Assigned task A =>
Answer from the account of the Eunson family, one answer per line, marked like the questions:
(i) At which magazine did Dale Eunson work as fiction editor?
(ii) In what year did Robert Strong Eunson and Mamie leave Scotland?
(iii) In which direction does the Fox River flow?
Assigned task B => Carry on the account of the Eunson family from its final sentence.

Source text =>
‘The Day They Gave Babies Away’
(Once sheriff of Clark County), Robert Eunson, at the age of 12, was designated the task of finding home for five younger siblings. In later years, his son, Dale, wrote the story as told to him by his father, entitled, “The Day They Gave Babies Away.” Dale Eunson also worked as fiction editor of Cosmopolitan magazine. D. Z.
Robert Strong Eunson and wife, Mamie, married in 1855, left their homeland of Scotland a year later, in 1856. After crossing the Atlantic Ocean, they traveled to Chicago, America’s heartland city.
Having spent most of their savings for passage, Eunson had little time to waste in finding work as their first child was to arrive in three months. While in Scotland, he had worked as a sailor and ship builder, so he looked for a position in his trade. He soon found employment in a little town along the Fox River in eastern Wisconsin. The village had a construction yard where small boats were built along the river bank, launched in the Fox River, floated to Lake Winnebago and onto Green Bay and Lake Michigan.
(Unlike the nearby rivers, the Fox River flows from south to north. D.Z.)
The couple moved into a four-room log house near the river, only a short distance from Eunson’s work in the boatyard. Their first child, Robert, named after his father, was born at the newly acquired home. At two-year intervals, two brothers and three sisters joined Robbie (Robert), making a family of six children. There was Jimmie, Kirk, Annabelle, Elizabeth and Jane; the girls were named after their mother’s sisters who lived in Scotland.

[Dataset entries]
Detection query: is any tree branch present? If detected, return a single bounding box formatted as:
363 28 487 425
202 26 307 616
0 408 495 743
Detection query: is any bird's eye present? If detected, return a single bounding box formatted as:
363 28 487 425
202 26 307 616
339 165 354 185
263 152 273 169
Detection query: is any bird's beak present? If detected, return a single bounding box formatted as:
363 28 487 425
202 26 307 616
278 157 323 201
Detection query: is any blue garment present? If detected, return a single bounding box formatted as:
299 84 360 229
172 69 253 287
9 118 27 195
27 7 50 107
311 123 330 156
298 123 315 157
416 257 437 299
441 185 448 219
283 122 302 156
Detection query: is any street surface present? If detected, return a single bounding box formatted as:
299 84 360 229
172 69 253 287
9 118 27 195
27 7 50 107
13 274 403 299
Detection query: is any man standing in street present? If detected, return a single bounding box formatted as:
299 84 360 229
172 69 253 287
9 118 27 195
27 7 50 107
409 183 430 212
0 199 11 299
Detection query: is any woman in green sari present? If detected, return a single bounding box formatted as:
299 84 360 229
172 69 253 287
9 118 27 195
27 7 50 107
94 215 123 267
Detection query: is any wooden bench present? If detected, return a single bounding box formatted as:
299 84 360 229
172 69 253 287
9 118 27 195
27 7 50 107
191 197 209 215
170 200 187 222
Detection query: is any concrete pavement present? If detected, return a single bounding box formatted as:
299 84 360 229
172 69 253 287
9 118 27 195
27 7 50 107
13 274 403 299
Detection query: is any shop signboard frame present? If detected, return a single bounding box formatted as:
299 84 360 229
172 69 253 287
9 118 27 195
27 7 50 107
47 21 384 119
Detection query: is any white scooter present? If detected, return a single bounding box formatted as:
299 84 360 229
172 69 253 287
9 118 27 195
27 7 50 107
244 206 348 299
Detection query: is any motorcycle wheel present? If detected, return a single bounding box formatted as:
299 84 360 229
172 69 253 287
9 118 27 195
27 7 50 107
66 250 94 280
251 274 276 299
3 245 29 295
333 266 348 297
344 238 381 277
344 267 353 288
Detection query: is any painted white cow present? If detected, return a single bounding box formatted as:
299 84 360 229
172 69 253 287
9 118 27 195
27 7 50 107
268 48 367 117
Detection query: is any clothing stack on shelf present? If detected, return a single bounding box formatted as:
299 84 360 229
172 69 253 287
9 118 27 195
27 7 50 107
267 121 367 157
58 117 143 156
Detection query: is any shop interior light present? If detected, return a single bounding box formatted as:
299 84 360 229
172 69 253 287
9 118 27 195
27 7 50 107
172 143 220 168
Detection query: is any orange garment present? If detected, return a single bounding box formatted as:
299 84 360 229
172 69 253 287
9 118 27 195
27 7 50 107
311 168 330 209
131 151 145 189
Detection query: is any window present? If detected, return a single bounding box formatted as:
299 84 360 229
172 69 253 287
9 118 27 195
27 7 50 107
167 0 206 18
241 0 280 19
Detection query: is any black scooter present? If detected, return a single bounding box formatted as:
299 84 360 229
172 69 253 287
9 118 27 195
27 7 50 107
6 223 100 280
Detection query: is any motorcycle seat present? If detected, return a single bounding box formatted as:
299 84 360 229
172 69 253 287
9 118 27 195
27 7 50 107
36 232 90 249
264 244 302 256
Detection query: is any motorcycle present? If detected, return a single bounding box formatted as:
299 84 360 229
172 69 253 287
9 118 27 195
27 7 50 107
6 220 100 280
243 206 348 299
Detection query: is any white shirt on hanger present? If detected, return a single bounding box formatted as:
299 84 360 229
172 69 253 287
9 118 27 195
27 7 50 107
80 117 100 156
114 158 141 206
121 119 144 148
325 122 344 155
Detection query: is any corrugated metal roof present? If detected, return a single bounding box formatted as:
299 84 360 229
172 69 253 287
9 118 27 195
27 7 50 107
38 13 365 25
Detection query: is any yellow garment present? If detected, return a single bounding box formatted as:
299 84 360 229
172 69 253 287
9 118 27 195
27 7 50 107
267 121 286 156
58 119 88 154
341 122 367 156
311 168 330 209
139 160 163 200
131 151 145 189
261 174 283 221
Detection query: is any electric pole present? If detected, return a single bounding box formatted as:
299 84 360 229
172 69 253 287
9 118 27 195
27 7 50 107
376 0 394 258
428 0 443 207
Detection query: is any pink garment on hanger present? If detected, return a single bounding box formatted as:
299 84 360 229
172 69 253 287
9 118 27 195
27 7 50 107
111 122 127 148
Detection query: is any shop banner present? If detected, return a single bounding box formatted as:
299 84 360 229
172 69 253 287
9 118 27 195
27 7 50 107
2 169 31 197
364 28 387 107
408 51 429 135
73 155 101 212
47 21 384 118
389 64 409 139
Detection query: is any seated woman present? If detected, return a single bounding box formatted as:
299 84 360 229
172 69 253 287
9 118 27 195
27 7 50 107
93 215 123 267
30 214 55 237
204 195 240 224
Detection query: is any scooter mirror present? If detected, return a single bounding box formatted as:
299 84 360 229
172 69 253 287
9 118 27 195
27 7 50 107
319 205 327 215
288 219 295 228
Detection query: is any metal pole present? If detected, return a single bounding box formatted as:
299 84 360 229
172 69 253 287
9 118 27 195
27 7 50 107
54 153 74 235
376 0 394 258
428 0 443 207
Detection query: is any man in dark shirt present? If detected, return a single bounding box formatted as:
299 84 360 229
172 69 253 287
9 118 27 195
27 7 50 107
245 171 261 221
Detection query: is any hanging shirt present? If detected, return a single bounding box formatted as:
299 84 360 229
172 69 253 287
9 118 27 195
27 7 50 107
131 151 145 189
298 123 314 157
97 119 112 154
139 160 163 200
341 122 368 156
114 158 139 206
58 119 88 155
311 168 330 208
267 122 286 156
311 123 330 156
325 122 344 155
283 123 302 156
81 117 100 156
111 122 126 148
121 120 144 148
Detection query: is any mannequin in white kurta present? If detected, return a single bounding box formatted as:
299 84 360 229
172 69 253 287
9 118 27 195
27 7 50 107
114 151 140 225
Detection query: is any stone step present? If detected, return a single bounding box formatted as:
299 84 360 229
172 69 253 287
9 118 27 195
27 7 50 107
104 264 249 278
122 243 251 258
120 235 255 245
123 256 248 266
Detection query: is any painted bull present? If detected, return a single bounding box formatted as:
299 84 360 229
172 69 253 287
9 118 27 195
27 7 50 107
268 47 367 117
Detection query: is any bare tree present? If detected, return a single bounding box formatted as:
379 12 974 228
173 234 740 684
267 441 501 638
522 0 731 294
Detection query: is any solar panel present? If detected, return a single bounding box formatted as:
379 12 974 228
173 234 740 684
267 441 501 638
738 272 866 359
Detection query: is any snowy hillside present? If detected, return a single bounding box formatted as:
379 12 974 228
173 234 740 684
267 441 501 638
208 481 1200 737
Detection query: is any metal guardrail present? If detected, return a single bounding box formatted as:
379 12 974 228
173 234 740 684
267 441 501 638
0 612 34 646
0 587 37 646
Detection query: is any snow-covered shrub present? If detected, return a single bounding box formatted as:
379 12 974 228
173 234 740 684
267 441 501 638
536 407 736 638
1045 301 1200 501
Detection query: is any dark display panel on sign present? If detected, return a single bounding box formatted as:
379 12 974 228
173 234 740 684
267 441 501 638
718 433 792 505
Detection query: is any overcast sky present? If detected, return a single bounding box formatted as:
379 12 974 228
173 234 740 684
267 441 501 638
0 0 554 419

Exercise answer A =>
(i) Cosmopolitan
(ii) 1856
(iii) From south to north

Exercise answer B =>
As soon as the father could, he went into the boat building business for himself. He began to contract for small river and lake boats, hiring men to assist him with the work.
The growing town pushed the forest back from its site. Wisconsin’s vast timberland started being invaded by the big loggers who realized the fortunes to be made on felling the virgin growth of towering pine, spruce and maples. New saw mills mushroomed along the rivers and lakes. As winter’s ice thawed in the waterways, rivers became clogged with floating logs, rushing over rapids, piling up at the dam sluice gates, herded through the final process of being sawed into siding, flooring, beams, supports, furniture, etc.
The Eunson family witnessed the Fox River logging activities from their front yard. In the summer, the river served as their avenue to the rest of the world. Mail arrived from Scotland, an occasional newspaper from Chicago; needed supplies came by boats, Eunson’s newly made boats were launched and sent off all via the river.
The family worked steadily to make ends meet in providing for their needs.
In the summer of 1868, son Kirk came down with diphtheria. A family conference was held and the decision made to send the other five children off to live in a vacant cabin in the woods. Robbie, age 12 and the eldest would care for his siblings. He walked to the edge of woods, near town, daily. There a family friend brought food and news of their sick brother.
After the fifth day, the children’s father came to tell them their brother Kirk had passed the crisis in his illness and would live. A few days later, they were able to return to their parents and home along the river.
Three days after their return home, Robert Eunson, the father, who had lost 15 pounds during the illness of his son, was stricken with the dreaded disease. Mrs. Pugmeyer, a family friend, took the children to her home. They never saw their father again; he died on the fourth night of his illness.
Neighbors and friends were kind and helpful, but that goes only so far when there is a family to provide for. Mamie Eunson “took in” sewing as a means of income. When some sewing jobs required her temporary absence, the older children cared for the younger ones.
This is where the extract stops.